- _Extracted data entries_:
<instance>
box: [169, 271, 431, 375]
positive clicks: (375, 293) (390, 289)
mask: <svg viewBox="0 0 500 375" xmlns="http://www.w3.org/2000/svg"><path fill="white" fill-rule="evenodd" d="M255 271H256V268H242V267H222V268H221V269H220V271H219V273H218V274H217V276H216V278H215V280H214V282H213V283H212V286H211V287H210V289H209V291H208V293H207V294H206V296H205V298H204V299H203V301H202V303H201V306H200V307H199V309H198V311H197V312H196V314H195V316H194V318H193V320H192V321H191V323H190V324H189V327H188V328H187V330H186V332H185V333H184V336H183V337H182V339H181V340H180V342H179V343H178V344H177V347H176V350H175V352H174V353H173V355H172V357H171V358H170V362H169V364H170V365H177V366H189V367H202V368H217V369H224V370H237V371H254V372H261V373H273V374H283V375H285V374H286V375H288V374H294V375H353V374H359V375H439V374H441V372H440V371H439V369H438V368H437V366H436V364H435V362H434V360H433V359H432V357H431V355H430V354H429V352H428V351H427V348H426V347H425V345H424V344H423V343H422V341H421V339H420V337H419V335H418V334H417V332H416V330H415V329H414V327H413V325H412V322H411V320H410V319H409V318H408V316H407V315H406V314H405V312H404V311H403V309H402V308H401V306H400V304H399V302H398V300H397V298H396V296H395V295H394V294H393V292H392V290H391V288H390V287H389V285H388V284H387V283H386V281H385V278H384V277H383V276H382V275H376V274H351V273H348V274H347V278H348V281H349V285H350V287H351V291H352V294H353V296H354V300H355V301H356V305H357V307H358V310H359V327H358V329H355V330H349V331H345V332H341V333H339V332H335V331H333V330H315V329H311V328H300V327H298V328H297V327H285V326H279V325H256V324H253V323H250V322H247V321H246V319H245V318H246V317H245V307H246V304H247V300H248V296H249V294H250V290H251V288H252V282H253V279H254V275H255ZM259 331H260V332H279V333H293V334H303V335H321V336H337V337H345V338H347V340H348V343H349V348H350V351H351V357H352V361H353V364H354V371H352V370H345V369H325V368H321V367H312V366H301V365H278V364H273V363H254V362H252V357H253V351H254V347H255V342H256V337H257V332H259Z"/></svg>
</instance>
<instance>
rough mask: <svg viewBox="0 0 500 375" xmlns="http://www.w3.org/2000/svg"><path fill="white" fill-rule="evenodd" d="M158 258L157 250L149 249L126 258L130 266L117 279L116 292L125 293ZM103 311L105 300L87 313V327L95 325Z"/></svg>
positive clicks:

- _Your goal_: Your answer is to contain exactly the lines from the one holding "</instance>" to the end of the entries, with no other line.

- _Exercise response_:
</instance>
<instance>
rough mask: <svg viewBox="0 0 500 375" xmlns="http://www.w3.org/2000/svg"><path fill="white" fill-rule="evenodd" d="M158 258L157 250L149 249L126 258L130 266L117 279L116 292L125 293ZM103 311L105 300L87 313V327L95 325Z"/></svg>
positive clicks:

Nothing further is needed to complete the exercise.